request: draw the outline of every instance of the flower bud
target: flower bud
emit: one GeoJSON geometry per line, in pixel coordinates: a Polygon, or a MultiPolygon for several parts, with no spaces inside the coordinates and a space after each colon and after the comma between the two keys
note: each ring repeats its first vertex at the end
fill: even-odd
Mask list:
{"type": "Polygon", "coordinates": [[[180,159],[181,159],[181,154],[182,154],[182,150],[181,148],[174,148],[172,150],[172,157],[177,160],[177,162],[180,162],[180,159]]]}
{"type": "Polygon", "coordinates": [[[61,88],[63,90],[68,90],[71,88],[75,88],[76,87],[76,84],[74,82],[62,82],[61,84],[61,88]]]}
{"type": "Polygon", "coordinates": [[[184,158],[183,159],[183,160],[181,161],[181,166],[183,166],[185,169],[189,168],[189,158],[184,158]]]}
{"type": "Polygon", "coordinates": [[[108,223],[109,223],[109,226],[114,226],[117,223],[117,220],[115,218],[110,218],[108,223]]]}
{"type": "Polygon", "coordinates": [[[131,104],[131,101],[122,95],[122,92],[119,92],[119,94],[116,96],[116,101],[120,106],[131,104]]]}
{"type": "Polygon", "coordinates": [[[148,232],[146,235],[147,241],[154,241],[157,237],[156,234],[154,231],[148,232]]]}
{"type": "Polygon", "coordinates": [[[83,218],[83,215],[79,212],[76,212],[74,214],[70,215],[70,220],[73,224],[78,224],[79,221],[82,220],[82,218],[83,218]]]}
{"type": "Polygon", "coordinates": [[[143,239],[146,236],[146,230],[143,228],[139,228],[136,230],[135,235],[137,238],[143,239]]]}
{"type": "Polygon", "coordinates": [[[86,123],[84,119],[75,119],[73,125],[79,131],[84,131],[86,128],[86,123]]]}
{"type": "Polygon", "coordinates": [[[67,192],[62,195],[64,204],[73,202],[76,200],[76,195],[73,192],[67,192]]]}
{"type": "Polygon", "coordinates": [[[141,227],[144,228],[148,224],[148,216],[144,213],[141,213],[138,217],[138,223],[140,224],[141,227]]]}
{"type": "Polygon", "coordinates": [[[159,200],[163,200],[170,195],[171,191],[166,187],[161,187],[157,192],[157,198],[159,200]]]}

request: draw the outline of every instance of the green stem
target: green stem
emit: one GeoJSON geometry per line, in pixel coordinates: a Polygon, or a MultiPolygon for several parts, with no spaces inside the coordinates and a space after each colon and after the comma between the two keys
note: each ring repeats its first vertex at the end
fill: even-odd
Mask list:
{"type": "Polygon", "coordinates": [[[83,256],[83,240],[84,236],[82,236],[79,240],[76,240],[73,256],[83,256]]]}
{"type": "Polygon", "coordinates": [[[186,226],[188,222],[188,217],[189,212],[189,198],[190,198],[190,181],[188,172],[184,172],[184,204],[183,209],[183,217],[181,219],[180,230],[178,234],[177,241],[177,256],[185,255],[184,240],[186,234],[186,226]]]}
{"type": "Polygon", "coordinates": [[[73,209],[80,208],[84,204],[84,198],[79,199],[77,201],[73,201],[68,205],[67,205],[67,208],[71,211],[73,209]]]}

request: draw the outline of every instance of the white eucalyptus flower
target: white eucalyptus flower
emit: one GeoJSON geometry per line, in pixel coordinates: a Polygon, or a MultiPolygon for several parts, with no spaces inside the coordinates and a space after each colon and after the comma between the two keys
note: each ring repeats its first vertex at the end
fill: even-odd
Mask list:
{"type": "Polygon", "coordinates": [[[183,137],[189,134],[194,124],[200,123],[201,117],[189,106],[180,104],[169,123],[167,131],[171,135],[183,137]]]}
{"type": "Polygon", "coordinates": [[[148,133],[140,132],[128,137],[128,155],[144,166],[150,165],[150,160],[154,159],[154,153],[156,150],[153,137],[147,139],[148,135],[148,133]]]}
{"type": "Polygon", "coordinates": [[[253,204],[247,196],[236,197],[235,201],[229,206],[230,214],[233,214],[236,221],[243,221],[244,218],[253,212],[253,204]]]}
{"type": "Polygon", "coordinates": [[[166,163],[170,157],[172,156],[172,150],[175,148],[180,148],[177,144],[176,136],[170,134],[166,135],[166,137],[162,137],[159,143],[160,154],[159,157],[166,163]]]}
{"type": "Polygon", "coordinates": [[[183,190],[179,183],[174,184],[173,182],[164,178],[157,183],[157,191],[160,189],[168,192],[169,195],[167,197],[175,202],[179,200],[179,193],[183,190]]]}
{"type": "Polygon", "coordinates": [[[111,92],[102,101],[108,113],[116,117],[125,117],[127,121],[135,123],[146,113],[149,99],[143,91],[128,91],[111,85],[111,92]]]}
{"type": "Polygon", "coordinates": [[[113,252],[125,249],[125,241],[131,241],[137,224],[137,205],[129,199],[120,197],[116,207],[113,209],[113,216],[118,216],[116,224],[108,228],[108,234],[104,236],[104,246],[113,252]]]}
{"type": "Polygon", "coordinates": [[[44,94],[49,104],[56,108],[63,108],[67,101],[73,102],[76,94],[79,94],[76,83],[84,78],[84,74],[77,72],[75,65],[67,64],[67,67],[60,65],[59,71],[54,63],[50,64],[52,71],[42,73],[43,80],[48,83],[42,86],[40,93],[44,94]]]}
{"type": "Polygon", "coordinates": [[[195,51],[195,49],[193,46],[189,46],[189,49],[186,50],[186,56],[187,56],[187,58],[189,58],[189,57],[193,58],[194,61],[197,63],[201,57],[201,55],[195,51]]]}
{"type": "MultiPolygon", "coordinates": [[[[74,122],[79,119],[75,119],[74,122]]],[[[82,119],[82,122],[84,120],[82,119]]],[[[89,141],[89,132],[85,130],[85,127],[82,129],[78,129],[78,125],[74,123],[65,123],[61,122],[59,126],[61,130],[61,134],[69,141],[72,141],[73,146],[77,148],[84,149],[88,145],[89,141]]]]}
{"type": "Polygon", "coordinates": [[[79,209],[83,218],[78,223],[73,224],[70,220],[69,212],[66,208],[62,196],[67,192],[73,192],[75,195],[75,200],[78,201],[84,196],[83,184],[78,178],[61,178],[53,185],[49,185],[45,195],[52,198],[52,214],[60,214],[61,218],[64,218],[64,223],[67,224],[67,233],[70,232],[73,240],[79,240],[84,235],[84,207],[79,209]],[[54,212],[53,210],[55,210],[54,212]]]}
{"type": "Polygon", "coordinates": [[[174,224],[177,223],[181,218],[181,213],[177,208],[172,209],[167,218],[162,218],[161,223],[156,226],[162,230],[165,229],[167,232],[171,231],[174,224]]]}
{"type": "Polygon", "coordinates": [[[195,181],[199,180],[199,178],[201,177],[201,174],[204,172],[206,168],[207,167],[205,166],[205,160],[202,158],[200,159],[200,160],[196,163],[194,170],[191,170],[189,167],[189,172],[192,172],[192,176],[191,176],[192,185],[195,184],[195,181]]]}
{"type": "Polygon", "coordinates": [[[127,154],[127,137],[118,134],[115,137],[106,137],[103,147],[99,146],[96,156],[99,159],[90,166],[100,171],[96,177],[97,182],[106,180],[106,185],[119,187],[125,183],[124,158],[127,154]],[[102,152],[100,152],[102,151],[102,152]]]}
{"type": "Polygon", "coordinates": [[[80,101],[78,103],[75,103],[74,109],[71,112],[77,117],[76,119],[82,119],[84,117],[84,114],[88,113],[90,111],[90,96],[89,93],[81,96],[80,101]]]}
○ ○ ○
THE EXERCISE:
Collect each line of the listing above that contains the word "request".

RESPONSE TO THIS EXERCISE:
request: draw the outline of every instance of the flower bud
request: draw the outline of every instance of the green stem
request: draw the outline of every instance of the white eucalyptus flower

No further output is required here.